**TEXT SEGMENT**

The federal courts likewise hold to the same view in cases where suits against defendants are to be brought in the district of their residence, and hold firmly to the rule that a general appearance is a waiver of the privilege, as may be seen from the following among numerous other decisions: Tex. & P. Ry. Co. v. Cox, 145 U. S. 593, 12 Sup. Ct. 905, 36 L. Ed. 829; Interior Constr. Co. v. Gibney, 160 U. S. 217, 16 Sup. Ct. 272, 40 L. Ed. 401; St. Louis, etc., Ry. Co. v. McBride, 141 U. S. 127, 11 Sup. Ct. 982, 35 L. Ed. 659. This court also substantially announced the same doctrine in the following, among other cases: White v. Rio G. W. Ry. Co., 25 Utah 357, 71 Pac. 593; Sanipoli v. Pleasant V. Coal Co. (Utah), 86 Pac. 865. In the last case cited it is pointed out that the objection to the jurisdiction generally cannot be reached by a demurrer in which the ground is stated in the form merely that the court has not jurisdiction of the subject-matter, or that it has no jurisdiction. This may be so if all the facts showing a want of jurisdiction appear from the face of the complaint. Otherwise it must be raised in another form. This rule, we think, is both logical and just. If a defendant desires to insist on the privilege given him of being sued in a particular place or county, he should appear specially for that purpose only, and

make the objection by motion, and, if necessary, support the same by proper evidence, and not appear generally and then raise the question as a defense to the action. It is not a defense in a material sense, and therefore after a general appearance comes too late.

The court therefore did not err in its ruling, and this assignment must be overruled.

**RECORDED DATA**
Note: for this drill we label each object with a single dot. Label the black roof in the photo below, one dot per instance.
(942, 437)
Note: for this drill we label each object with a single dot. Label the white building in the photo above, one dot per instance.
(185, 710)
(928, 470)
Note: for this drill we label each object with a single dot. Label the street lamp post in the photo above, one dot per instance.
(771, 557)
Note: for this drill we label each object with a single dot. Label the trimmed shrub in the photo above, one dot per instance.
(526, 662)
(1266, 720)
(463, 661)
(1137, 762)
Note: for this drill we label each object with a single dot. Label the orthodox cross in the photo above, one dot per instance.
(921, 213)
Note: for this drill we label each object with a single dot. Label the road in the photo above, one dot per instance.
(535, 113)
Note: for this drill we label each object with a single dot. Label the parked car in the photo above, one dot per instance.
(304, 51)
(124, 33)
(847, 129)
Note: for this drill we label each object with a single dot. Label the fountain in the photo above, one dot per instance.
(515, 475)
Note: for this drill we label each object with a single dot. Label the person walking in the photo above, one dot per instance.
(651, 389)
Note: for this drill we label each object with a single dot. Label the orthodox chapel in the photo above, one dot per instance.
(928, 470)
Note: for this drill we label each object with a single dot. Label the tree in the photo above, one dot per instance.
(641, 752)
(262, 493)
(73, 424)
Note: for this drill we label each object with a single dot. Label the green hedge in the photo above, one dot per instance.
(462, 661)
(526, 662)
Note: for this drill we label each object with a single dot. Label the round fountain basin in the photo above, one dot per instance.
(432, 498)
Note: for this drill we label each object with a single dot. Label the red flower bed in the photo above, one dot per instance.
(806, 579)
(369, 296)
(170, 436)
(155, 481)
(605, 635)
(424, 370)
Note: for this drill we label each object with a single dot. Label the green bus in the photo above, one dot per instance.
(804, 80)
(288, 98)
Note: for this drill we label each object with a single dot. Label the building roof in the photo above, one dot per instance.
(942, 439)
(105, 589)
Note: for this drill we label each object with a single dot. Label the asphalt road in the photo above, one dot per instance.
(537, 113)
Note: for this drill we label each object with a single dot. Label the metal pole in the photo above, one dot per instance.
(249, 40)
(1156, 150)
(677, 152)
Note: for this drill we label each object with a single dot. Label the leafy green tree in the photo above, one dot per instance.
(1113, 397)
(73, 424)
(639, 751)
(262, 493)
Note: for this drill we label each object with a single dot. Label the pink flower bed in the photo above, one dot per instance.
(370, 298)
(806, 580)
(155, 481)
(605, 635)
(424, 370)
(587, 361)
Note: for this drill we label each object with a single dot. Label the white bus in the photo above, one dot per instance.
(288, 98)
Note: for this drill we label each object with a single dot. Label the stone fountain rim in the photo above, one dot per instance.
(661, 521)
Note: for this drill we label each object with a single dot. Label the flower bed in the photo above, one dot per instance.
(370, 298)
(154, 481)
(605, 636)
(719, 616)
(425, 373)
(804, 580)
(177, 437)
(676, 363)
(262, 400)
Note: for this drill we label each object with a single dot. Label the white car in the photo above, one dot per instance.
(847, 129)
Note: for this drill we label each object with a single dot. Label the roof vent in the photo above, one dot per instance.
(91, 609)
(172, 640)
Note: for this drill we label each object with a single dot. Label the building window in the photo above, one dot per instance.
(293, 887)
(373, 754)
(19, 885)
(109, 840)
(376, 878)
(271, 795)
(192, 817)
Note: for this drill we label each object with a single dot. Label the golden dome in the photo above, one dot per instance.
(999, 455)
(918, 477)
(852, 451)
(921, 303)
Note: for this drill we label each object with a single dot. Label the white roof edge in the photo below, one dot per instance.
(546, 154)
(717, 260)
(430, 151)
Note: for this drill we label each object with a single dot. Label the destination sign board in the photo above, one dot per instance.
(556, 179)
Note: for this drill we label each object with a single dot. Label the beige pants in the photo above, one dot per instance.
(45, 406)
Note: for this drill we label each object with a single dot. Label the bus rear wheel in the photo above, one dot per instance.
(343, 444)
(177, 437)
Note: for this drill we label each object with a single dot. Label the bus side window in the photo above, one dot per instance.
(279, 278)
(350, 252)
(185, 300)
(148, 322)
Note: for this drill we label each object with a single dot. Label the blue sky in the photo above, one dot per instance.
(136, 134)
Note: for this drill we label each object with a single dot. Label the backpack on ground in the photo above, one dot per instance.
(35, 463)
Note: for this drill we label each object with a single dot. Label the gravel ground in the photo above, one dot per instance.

**WHAT THE TASK REQUIRES**
Name every court case that the passage on general appearance and jurisdiction cites.

**CORRECT RESULT**
- Tex. & P. Ry. Co. v. Cox
- Interior Constr. Co. v. Gibney
- St. Louis, etc., Ry. Co. v. McBride
- White v. Rio G. W. Ry. Co.
- Sanipoli v. Pleasant V. Coal Co.